Dataset extract below:

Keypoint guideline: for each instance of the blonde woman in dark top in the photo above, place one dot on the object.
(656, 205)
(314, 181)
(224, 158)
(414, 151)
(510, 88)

End of Dataset extract.

Word for word, write out all of the entries again.

Keypoint guideline: for each instance of the blonde woman in dark top in the photo above, place one dot on the object.
(656, 205)
(314, 181)
(224, 158)
(414, 151)
(510, 88)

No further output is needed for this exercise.